--- Data in this exercise ---
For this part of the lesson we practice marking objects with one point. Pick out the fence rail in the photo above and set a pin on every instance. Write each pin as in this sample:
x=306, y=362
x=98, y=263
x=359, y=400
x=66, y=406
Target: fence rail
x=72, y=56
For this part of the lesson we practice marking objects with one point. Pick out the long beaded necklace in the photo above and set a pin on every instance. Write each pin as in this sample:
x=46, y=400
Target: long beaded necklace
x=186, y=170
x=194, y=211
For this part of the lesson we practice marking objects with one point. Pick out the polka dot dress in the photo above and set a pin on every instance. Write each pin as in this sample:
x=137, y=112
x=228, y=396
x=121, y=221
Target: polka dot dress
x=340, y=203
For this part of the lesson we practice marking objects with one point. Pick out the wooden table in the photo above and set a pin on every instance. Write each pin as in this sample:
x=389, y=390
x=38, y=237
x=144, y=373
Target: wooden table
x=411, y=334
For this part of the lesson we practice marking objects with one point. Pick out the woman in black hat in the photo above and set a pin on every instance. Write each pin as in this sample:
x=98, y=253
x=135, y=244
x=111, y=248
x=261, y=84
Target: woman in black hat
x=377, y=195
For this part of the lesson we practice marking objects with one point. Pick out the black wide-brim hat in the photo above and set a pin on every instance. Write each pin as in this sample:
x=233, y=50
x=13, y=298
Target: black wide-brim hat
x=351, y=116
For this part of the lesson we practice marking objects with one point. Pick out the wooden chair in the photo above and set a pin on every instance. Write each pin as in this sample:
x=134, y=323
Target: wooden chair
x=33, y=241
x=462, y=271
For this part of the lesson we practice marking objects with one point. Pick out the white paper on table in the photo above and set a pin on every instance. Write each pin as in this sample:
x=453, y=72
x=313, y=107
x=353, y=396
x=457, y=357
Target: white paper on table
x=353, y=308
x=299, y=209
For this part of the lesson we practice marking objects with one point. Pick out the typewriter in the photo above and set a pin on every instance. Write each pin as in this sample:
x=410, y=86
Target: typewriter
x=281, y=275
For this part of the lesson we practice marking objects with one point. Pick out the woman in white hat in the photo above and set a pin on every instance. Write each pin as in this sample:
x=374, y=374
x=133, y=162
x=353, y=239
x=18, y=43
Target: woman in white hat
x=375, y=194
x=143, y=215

--- Task brief ---
Return every line above verbatim, in the same order and with no changes.

--- Response ---
For this part of the lesson we practice marking objects with one point. Pick out the fence rail in the photo above and set a pin on every instance. Write each pin as in this sample:
x=306, y=362
x=98, y=263
x=359, y=400
x=66, y=406
Target: fence rail
x=72, y=56
For this part of the lesson we practice marking objects with one point. Pick out the long beaded necklace in the photo above and set a pin on every instance. Write each pin as in this sample:
x=46, y=400
Target: long beaded necklace
x=186, y=170
x=194, y=211
For this part of the lesson we practice marking objects with one point. Pick out the polka dot dress in the photo above and set a pin on every instance. Write each pin as in this sample:
x=137, y=112
x=228, y=396
x=121, y=221
Target: polka dot dress
x=340, y=203
For this part of the lesson we practice marking objects with one point. Pick out the wooden table in the photo above and set a pin on every instance. Write each pin as in this sample:
x=389, y=390
x=38, y=237
x=144, y=373
Target: wooden table
x=411, y=334
For this part of the lesson we practice marking objects with one point. Pick out the woman in black hat in the photo above and set a pin on every instance. Write each pin as in this sample:
x=98, y=253
x=135, y=244
x=111, y=248
x=261, y=84
Target: woman in black hat
x=377, y=195
For this part of the lesson we practice marking objects with one point. Pick out the black wide-brim hat in the photo above and set a pin on every instance. Write each pin as in this sample:
x=233, y=50
x=13, y=298
Target: black wide-brim hat
x=351, y=116
For this part of the lesson we practice marking objects with one point. Pick out the wooden chair in the photo above and set a pin on every instance. Write each pin as in this sample:
x=134, y=323
Target: wooden chair
x=33, y=241
x=462, y=271
For this part of the lesson we practice marking objects with one point. Pick out the white paper on table in the photo above and set a pin on every instance. Write each pin as in this sample:
x=453, y=72
x=313, y=107
x=353, y=396
x=457, y=357
Target: white paper on table
x=353, y=308
x=299, y=209
For this part of the lesson we practice marking objects with one point. Pick out the typewriter in the photo above and set a pin on every instance. Write each pin as in this sample:
x=410, y=86
Target: typewriter
x=281, y=275
For this part of the lesson we practice marking objects with one point. Pick out the woman in white hat in the photo above and set a pin on every instance. Write each pin as in this sample:
x=374, y=374
x=133, y=162
x=353, y=239
x=18, y=43
Target: woman in white hat
x=375, y=194
x=143, y=215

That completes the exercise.